*Your task*.
The material below must be output exactly, line for line.
··· Records for this exercise ···
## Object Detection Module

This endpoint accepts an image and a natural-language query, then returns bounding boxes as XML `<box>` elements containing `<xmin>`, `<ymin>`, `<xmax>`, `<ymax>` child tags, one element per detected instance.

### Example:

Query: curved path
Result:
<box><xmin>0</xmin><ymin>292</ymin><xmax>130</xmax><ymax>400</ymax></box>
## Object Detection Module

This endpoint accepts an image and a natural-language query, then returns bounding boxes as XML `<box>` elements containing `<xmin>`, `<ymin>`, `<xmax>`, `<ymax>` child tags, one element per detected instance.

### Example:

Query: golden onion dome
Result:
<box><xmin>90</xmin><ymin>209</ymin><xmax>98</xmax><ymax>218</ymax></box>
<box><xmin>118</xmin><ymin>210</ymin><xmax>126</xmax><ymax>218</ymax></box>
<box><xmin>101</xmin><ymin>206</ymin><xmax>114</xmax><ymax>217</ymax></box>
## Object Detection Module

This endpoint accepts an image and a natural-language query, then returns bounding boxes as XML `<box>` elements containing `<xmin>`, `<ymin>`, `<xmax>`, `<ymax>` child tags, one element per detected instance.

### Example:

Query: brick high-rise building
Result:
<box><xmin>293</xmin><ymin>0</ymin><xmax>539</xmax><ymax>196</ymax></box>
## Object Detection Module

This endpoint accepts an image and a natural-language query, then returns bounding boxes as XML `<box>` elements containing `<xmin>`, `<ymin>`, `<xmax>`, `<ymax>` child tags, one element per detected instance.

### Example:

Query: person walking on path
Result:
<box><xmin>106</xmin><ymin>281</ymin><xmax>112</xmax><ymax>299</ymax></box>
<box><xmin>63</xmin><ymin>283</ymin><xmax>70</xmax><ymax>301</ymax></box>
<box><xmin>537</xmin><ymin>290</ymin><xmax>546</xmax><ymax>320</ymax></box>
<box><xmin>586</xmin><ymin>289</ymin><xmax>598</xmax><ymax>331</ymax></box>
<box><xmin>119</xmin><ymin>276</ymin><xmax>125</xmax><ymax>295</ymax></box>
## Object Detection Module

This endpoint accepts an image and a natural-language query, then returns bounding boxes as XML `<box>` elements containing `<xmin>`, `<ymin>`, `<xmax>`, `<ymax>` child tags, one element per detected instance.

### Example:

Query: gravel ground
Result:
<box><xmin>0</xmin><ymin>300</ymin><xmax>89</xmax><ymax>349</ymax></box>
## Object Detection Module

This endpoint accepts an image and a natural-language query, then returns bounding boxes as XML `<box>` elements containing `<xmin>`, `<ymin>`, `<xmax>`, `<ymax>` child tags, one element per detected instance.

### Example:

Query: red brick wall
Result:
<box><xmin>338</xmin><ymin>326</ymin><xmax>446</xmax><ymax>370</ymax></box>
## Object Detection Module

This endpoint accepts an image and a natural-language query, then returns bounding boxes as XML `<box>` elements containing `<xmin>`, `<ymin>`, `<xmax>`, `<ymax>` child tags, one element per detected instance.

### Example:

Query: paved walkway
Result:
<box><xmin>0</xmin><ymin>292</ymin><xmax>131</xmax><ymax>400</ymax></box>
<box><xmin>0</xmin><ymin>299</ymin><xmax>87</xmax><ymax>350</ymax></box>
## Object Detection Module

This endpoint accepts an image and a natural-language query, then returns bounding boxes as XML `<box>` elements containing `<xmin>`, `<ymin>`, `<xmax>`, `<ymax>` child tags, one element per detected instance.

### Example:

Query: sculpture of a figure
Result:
···
*Task answer*.
## Object Detection Module

This endpoint accepts an image and a natural-language query, then returns bounding boxes as XML `<box>` elements containing `<xmin>`, `<ymin>`, `<xmax>`, `<ymax>` child tags, one element per detected instance.

### Example:

Query: curved path
Result:
<box><xmin>0</xmin><ymin>292</ymin><xmax>130</xmax><ymax>400</ymax></box>
## Object Detection Module

This endpoint accepts an image and a natural-language query, then returns bounding boxes as XML `<box>` elements containing `<xmin>`, `<ymin>`, `<xmax>`, `<ymax>` child tags, one element per detected instance.

### Example:

Query: golden onion dome
Result:
<box><xmin>90</xmin><ymin>209</ymin><xmax>98</xmax><ymax>218</ymax></box>
<box><xmin>118</xmin><ymin>210</ymin><xmax>126</xmax><ymax>218</ymax></box>
<box><xmin>101</xmin><ymin>206</ymin><xmax>114</xmax><ymax>217</ymax></box>
## Object Detection Module

This endpoint accepts an image and a natural-language query, then returns bounding boxes as XML `<box>` elements containing `<xmin>`, `<ymin>`, `<xmax>`, `<ymax>` child tags, one element per detected instance.

### Example:

Query: brick high-rise building
Result:
<box><xmin>293</xmin><ymin>0</ymin><xmax>539</xmax><ymax>196</ymax></box>
## Object Detection Module

This endpoint accepts an image and a natural-language query, then returns bounding boxes as XML `<box>` elements containing `<xmin>`, `<ymin>`, `<xmax>`, `<ymax>` child tags, one element per detected instance.

### Example:

Query: person walking on path
Result:
<box><xmin>106</xmin><ymin>281</ymin><xmax>112</xmax><ymax>299</ymax></box>
<box><xmin>63</xmin><ymin>283</ymin><xmax>70</xmax><ymax>301</ymax></box>
<box><xmin>537</xmin><ymin>290</ymin><xmax>546</xmax><ymax>320</ymax></box>
<box><xmin>586</xmin><ymin>289</ymin><xmax>598</xmax><ymax>331</ymax></box>
<box><xmin>119</xmin><ymin>276</ymin><xmax>125</xmax><ymax>295</ymax></box>
## Object Detection Module

This endpoint accepts an image and a natural-language query, then returns bounding boxes as XML `<box>` elements containing `<xmin>`, `<ymin>`, `<xmax>`, `<ymax>` child tags, one element per detected instance.

### Example:

Query: gravel ground
Result:
<box><xmin>0</xmin><ymin>300</ymin><xmax>89</xmax><ymax>349</ymax></box>
## Object Detection Module

This endpoint accepts an image and a natural-language query, then returns bounding boxes as XML `<box>` elements containing `<xmin>`, `<ymin>`, `<xmax>`, `<ymax>` child tags, one element per detected instance.

### Example:

Query: red brick wall
Result:
<box><xmin>338</xmin><ymin>326</ymin><xmax>446</xmax><ymax>370</ymax></box>
## Object Detection Module

This endpoint accepts an image and a natural-language query, then returns bounding boxes as XML `<box>` elements containing `<xmin>`, `<ymin>`, `<xmax>`, `<ymax>` child tags, one element per detected instance.

### Example:

Query: paved walkway
Result:
<box><xmin>0</xmin><ymin>292</ymin><xmax>131</xmax><ymax>400</ymax></box>
<box><xmin>0</xmin><ymin>299</ymin><xmax>87</xmax><ymax>350</ymax></box>
## Object Detection Module

This endpoint accepts an image and a natural-language query, then returns bounding boxes as XML `<box>` elements containing `<xmin>`, `<ymin>`, `<xmax>`, `<ymax>` child tags, one element per detected instance.

### Example:

Query: sculpture of a figure
Result:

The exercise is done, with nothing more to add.